(Lesetext)
■ ■ ■ ■

2021 wurden bereits zwölf Frauen von (Ex-)Partnern getötet, in weniger als der Hälfte der Fälle hatten die Täter eine Migrationsgeschichte.

Foto: APA/GEORG HOCHMUTH

Nach der aktuellen Frauenmordserie kündigte Frauenministerin Susanne Raab (ÖVP) eine Studie an, die sich mit "unterschiedlichen Motiven kultureller Gewalt" befassen soll. Welche "Kulturen" damit gemeint sind, machte Raab unmissverständlich klar: Frauen mit Migrationshintergrund müssten gestärkt und über die vorhandenen Hilfsangebote aufgeklärt werden, sagt die ehemalige Leiterin der Sektion Integration im Innen- und Außenministerium.

Patriarchale Strukturen begünstigen Gewalt an Frauen, die viel zu oft tödlich endet. Diese Strukturen gibt es auch in österreichischen Migrantencommunitys. Gewalt an Mädchen und Frauen und sogenannte häusliche Gewalt im Allgemeinen ist hier oft akzeptiert, schambehaftet und wird totgeschwiegen. Nicht anders als in jenen österreichischen Familien, die in jüngerer Zeit keine Migrationsgeschichte vorzuweisen haben.

■ ■ ■ ■

(Dateneinträge)
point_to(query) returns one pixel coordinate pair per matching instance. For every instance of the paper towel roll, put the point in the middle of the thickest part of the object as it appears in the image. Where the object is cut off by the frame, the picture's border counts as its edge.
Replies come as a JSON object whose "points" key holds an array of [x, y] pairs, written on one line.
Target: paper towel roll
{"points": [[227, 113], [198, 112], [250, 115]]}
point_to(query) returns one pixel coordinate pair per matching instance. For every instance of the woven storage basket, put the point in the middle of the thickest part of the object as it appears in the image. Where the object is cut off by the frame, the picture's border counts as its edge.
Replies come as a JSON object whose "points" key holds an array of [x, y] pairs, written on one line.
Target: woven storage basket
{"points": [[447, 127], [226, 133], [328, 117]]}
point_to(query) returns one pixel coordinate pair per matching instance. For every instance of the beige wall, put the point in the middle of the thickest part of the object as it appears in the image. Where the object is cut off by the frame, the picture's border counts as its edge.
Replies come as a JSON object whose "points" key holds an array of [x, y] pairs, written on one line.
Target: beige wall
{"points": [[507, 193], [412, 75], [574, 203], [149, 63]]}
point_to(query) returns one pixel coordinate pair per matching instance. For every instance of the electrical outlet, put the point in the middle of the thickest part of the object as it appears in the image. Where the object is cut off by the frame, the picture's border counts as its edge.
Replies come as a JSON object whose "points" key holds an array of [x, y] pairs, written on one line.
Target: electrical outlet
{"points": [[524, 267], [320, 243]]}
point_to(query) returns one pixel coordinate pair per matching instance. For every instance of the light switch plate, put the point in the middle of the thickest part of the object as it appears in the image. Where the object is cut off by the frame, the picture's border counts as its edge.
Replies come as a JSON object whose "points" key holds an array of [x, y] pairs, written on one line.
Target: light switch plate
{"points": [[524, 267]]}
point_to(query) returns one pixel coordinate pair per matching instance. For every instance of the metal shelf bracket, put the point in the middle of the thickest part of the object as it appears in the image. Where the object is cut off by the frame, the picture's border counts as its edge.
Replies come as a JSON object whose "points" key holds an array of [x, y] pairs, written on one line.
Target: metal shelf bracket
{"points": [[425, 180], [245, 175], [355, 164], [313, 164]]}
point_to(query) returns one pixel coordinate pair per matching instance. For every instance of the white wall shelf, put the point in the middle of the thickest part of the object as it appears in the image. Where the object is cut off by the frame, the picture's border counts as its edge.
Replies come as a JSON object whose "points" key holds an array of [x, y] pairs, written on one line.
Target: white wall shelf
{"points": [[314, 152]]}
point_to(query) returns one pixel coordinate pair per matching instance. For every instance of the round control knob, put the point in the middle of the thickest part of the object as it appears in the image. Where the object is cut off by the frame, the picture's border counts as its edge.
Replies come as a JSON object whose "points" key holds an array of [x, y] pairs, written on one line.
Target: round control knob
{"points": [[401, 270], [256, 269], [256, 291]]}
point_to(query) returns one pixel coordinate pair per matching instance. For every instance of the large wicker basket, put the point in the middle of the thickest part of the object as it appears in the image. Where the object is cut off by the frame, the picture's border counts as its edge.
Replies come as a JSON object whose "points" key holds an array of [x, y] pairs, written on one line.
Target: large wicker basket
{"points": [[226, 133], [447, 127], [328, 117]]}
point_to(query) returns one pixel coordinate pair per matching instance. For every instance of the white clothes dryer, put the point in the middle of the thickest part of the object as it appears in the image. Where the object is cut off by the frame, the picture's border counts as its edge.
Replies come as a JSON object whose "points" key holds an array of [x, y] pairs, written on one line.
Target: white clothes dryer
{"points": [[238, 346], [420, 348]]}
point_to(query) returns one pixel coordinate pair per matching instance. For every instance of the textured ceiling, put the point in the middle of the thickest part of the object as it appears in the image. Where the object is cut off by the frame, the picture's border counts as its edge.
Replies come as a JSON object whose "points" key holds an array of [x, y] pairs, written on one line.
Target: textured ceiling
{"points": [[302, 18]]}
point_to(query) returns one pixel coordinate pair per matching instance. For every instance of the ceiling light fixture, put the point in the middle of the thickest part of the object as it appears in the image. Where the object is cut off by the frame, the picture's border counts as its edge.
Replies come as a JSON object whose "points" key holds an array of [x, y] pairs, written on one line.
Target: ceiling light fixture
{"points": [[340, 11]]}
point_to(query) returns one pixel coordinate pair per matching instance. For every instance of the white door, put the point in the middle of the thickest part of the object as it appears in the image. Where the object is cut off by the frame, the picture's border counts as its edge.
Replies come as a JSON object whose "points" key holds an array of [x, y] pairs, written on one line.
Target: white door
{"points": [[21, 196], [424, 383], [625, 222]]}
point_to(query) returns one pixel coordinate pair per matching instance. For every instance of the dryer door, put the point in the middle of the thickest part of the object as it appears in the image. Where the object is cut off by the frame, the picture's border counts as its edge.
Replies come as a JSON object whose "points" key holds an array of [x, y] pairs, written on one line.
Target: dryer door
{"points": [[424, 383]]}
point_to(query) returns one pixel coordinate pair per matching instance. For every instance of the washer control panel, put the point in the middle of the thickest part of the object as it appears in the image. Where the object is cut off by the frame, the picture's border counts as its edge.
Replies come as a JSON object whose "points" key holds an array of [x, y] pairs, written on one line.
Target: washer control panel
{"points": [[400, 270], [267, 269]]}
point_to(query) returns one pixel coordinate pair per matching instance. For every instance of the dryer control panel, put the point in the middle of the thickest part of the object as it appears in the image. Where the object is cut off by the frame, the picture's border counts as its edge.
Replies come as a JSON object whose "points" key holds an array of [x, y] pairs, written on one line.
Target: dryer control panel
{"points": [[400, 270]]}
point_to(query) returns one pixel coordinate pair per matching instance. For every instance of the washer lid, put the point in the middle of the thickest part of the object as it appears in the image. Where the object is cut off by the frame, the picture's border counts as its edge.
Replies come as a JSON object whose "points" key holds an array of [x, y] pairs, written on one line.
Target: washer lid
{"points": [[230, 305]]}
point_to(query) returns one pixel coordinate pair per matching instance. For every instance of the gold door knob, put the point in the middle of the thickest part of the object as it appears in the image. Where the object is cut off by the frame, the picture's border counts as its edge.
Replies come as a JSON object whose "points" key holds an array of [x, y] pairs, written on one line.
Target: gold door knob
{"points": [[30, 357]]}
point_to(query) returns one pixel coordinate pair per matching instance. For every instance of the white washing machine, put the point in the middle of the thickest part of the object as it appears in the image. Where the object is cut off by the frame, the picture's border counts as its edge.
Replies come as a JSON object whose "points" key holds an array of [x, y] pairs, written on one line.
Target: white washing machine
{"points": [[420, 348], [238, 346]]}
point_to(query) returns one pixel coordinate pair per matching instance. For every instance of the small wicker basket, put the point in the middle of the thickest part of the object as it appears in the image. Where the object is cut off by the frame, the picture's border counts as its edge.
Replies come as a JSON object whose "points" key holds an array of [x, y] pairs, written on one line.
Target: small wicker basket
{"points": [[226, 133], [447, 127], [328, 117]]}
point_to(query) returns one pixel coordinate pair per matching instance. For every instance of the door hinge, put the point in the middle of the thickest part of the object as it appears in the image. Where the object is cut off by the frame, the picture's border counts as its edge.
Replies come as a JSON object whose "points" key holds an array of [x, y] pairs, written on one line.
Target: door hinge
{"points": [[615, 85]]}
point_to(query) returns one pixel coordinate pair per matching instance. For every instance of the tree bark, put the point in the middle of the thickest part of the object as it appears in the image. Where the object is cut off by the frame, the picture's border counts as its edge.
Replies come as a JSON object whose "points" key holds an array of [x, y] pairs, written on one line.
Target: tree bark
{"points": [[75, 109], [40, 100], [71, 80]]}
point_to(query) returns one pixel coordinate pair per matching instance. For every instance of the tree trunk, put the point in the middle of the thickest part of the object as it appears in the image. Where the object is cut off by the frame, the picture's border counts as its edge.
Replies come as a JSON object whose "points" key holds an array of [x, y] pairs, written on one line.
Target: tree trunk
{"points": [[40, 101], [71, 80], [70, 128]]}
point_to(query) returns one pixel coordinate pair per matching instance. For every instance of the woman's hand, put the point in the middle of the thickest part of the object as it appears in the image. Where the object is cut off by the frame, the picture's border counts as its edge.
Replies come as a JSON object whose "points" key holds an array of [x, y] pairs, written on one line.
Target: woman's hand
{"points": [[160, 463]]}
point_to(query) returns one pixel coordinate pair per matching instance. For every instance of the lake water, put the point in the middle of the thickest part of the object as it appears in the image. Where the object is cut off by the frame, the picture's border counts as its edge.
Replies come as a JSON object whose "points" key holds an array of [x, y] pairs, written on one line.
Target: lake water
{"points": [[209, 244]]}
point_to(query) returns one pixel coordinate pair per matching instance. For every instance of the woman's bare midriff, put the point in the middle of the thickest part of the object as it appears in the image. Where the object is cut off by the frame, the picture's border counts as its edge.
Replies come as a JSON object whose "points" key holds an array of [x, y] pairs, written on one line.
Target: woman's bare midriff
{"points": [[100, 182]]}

■ ■ ■ ■

(Kurzaufgabe) Kopiere aus dem Lesetext über Gewalt an Frauen in Österreich den Abschnitt von „Patriarchale Strukturen begünstigen“ bis einschließlich „Migrationsgeschichte vorzuweisen haben.“ wortgetreu.

(Antwort)
Patriarchale Strukturen begünstigen Gewalt an Frauen, die viel zu oft tödlich endet. Diese Strukturen gibt es auch in österreichischen Migrantencommunitys. Gewalt an Mädchen und Frauen und sogenannte häusliche Gewalt im Allgemeinen ist hier oft akzeptiert, schambehaftet und wird totgeschwiegen. Nicht anders als in jenen österreichischen Familien, die in jüngerer Zeit keine Migrationsgeschichte vorzuweisen haben.